(Natural-language object grounding data)
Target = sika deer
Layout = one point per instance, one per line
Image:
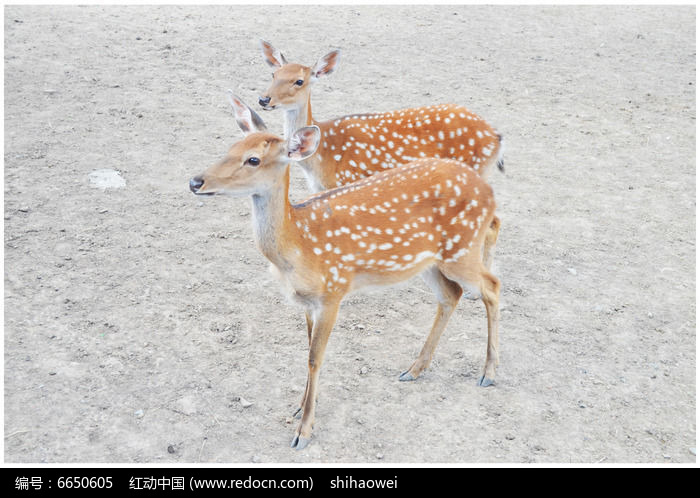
(429, 217)
(359, 145)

- [WORK INSTRUCTION]: The records above should be copied word for word, with the pictures left out.

- [FINAL ANSWER]:
Target = sika deer
Layout = one point per instance, one per line
Image:
(429, 217)
(359, 145)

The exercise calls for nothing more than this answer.